__GOAL__:
Rewrite the lines from the one containing "brim and draw a tight box." through the last line, swapping "validation split" for "test split" and leaving everything else unchanged.

__LISTED ENTRIES__:

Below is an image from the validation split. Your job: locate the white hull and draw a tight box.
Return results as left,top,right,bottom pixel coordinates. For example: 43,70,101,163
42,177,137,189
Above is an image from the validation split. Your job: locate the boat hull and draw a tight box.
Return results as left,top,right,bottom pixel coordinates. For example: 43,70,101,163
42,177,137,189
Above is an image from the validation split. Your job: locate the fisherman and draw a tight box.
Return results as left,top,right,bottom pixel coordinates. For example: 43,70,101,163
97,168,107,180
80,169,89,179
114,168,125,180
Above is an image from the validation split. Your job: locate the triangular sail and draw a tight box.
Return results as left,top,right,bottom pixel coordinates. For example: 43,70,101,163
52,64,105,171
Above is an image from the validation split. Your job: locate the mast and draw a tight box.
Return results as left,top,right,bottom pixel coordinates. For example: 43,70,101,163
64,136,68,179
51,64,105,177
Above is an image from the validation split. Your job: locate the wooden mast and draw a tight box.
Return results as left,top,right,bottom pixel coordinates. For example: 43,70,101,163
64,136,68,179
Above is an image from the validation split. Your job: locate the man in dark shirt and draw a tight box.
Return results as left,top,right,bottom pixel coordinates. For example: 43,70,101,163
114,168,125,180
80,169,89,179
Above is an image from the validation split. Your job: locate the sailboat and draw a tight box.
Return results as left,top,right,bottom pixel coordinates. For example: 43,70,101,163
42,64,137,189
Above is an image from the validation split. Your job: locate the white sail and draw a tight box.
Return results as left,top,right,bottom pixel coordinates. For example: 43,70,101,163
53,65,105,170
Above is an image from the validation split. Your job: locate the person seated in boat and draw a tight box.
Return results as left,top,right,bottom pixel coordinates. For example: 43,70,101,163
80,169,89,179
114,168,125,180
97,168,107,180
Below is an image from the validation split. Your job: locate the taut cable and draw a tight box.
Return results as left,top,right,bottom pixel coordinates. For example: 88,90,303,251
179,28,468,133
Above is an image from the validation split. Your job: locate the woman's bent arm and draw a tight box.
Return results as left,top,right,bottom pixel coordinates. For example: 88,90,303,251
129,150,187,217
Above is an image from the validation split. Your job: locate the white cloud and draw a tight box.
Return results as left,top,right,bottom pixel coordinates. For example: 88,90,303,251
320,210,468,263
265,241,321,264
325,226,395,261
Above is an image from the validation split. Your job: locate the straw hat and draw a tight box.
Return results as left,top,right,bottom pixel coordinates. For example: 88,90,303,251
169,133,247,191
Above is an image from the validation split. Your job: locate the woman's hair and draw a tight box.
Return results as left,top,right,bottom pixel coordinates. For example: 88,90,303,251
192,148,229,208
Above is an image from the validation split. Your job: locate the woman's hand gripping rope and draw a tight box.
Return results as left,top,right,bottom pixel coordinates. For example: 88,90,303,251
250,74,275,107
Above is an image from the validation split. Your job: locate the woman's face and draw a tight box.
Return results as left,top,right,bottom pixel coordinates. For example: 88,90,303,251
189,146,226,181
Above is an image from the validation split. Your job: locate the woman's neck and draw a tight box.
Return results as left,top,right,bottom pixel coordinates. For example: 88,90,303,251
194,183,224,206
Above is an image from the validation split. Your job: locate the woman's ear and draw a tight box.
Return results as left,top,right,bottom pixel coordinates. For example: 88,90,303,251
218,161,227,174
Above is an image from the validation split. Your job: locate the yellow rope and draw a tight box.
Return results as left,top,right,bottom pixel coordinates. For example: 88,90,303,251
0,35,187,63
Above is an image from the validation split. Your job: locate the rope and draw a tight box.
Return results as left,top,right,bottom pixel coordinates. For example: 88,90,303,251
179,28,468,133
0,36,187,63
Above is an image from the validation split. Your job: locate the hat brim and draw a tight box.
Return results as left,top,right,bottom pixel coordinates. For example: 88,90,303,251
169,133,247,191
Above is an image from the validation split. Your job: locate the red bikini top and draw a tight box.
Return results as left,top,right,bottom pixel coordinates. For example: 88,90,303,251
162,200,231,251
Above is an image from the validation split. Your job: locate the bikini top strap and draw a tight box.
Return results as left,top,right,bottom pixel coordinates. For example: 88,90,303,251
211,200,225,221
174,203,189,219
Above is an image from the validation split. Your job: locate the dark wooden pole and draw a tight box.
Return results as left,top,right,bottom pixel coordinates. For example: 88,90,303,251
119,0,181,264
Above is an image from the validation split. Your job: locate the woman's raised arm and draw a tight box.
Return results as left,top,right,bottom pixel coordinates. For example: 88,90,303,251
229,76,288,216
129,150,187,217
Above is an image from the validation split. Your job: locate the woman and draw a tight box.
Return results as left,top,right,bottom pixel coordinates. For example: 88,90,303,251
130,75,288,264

__COMPLETED TASK__:
Above is an image from the test split. Your job: locate the hat brim and draw a tight box.
Return results as left,top,right,bottom pixel coordinates. For example: 88,90,303,251
169,133,247,191
Above is an image from the test split. Your job: locate the red bikini top and draw a tight box.
Return results as left,top,right,bottom pixel coordinates. For example: 88,90,303,251
162,200,231,251
Above is an image from the test split. Your job: locate the bikini top strap and draw a tight box.
Return results as left,top,right,bottom pixel coordinates. For example: 88,90,303,251
211,200,225,221
174,203,189,219
Above is an image from the test split. Your job: locate the dark wooden pole and draw a tight box.
Return results as left,top,right,bottom pixel coordinates. For example: 88,90,303,251
119,0,181,264
Above is an image from the test split. Your job: locate the woman's raised arm and draw a tight box.
Return results as left,top,right,bottom pixel coordinates. For example: 88,90,303,251
229,76,288,216
129,150,187,217
Above is an image from the test split. Your job: locate the woman and draw a tight box.
Return results as left,top,right,bottom pixel coordinates. For example: 88,90,303,251
130,75,288,264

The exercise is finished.